**Task description:** Output the data below exactly.

-------- Exercise data

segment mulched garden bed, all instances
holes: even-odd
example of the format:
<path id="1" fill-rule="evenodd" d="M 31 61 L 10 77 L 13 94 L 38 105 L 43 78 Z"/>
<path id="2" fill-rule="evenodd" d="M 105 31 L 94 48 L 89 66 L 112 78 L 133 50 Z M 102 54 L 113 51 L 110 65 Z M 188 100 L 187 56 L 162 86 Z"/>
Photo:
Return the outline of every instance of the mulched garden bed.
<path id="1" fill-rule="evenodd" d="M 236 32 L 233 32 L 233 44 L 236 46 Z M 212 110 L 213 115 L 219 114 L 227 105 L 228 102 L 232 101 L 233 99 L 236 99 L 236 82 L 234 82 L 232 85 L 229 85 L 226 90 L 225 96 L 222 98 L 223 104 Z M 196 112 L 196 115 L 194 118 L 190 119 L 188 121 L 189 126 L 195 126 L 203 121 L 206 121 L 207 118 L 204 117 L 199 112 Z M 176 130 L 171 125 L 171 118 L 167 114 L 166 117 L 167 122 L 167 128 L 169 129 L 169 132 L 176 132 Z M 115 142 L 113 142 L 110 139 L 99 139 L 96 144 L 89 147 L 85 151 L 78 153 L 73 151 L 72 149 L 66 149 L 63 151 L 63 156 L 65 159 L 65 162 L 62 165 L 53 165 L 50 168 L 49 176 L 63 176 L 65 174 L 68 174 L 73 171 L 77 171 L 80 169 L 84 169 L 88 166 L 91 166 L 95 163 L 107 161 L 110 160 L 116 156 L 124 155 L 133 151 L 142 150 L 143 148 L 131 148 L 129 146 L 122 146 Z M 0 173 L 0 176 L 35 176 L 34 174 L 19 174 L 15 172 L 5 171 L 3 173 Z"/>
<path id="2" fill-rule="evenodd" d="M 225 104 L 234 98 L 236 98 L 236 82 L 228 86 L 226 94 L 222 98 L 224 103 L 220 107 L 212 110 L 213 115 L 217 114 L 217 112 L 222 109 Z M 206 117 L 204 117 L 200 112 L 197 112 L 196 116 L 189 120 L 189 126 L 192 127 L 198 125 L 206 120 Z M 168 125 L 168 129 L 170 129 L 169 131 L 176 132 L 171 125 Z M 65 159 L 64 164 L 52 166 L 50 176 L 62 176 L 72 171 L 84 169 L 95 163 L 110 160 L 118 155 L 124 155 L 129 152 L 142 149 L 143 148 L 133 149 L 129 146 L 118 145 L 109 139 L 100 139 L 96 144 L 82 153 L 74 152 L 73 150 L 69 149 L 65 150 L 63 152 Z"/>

----------------

**Final answer:**
segment mulched garden bed, all instances
holes: even-odd
example of the format:
<path id="1" fill-rule="evenodd" d="M 31 61 L 10 77 L 13 94 L 38 105 L 43 78 Z"/>
<path id="2" fill-rule="evenodd" d="M 105 31 L 94 48 L 89 66 L 112 78 L 133 50 Z M 102 54 L 113 51 L 110 65 Z M 188 100 L 187 56 L 162 86 Z"/>
Photo:
Return the outline of every instance of the mulched garden bed.
<path id="1" fill-rule="evenodd" d="M 236 32 L 233 32 L 233 44 L 236 46 Z M 212 110 L 213 115 L 219 114 L 227 105 L 228 102 L 232 101 L 233 99 L 236 99 L 236 82 L 234 82 L 232 85 L 229 85 L 226 90 L 225 96 L 222 98 L 223 104 Z M 196 112 L 196 115 L 194 118 L 190 119 L 188 121 L 189 126 L 195 126 L 203 121 L 206 121 L 207 118 L 204 117 L 199 112 Z M 176 130 L 171 125 L 171 118 L 167 114 L 166 117 L 167 122 L 167 128 L 169 129 L 169 132 L 176 132 Z M 115 142 L 113 142 L 110 139 L 99 139 L 96 144 L 89 147 L 85 151 L 78 153 L 73 151 L 72 149 L 66 149 L 63 151 L 63 156 L 65 159 L 65 162 L 62 165 L 53 165 L 50 168 L 49 176 L 63 176 L 65 174 L 68 174 L 73 171 L 77 171 L 80 169 L 84 169 L 88 166 L 91 166 L 95 163 L 107 161 L 110 160 L 116 156 L 124 155 L 133 151 L 142 150 L 143 148 L 131 148 L 129 146 L 122 146 Z M 0 173 L 0 176 L 35 176 L 34 174 L 19 174 L 15 172 L 5 171 L 3 173 Z"/>
<path id="2" fill-rule="evenodd" d="M 225 104 L 234 98 L 236 98 L 236 82 L 228 86 L 226 94 L 222 98 L 224 103 L 220 107 L 212 110 L 213 115 L 217 114 L 217 112 L 222 109 Z M 206 117 L 204 117 L 200 112 L 197 112 L 196 116 L 189 120 L 189 126 L 192 127 L 198 125 L 206 120 Z M 168 125 L 168 129 L 170 129 L 169 131 L 176 132 L 171 125 Z M 65 159 L 64 164 L 52 166 L 50 176 L 62 176 L 72 171 L 84 169 L 95 163 L 110 160 L 118 155 L 124 155 L 129 152 L 142 149 L 143 148 L 133 149 L 129 146 L 118 145 L 109 139 L 100 139 L 96 144 L 82 153 L 74 152 L 73 150 L 69 149 L 65 150 L 63 152 Z"/>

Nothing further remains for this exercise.